What you will do:
Could you render the material below as a two-column CSV with the columns "instruction" and "output", one row for each request, placing its text and its answer each in a single quoted field with line breaks replaced by spaces, and leaving the pictures out?

Provided records:
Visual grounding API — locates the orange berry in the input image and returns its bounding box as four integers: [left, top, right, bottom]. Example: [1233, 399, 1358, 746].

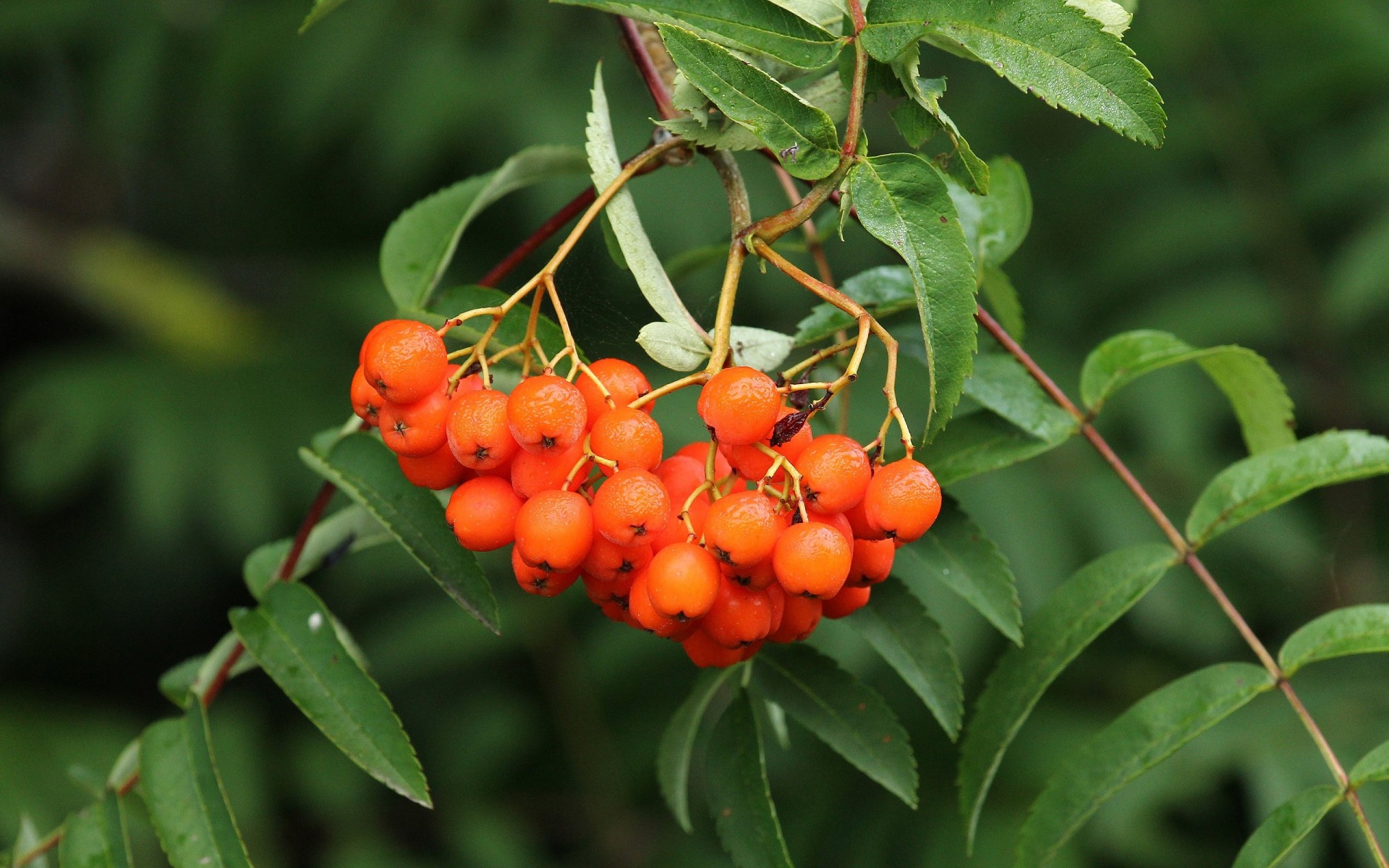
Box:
[352, 365, 385, 425]
[583, 535, 653, 583]
[396, 443, 472, 492]
[376, 385, 453, 459]
[646, 543, 720, 621]
[589, 407, 664, 477]
[704, 492, 782, 566]
[864, 459, 940, 543]
[517, 492, 593, 572]
[824, 586, 872, 618]
[773, 521, 854, 600]
[681, 631, 744, 669]
[844, 539, 897, 587]
[361, 320, 449, 404]
[700, 579, 775, 649]
[767, 592, 824, 642]
[697, 367, 781, 446]
[593, 469, 671, 546]
[444, 389, 519, 472]
[796, 435, 872, 512]
[574, 358, 655, 427]
[507, 373, 589, 454]
[511, 443, 593, 498]
[443, 477, 521, 551]
[511, 548, 579, 597]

Final answer:
instruction,output
"Visual grounding API — locates the orange berry in the input image and returns its bounding box as four integers: [left, top, right, bottom]. Example: [1233, 399, 1358, 746]. Box:","[352, 365, 385, 425] [583, 535, 653, 583] [396, 443, 472, 492] [376, 385, 453, 459] [646, 543, 720, 621] [589, 407, 664, 477] [704, 492, 782, 566] [864, 459, 940, 543] [517, 492, 593, 572] [824, 586, 872, 618] [773, 521, 854, 600] [681, 631, 744, 669] [844, 539, 897, 587] [361, 320, 449, 404] [700, 579, 775, 649] [767, 592, 824, 642] [697, 367, 781, 446] [593, 469, 671, 546] [444, 389, 519, 472] [796, 435, 872, 512] [574, 358, 655, 427] [507, 373, 589, 454] [511, 443, 593, 498] [443, 477, 521, 551] [511, 548, 579, 597]"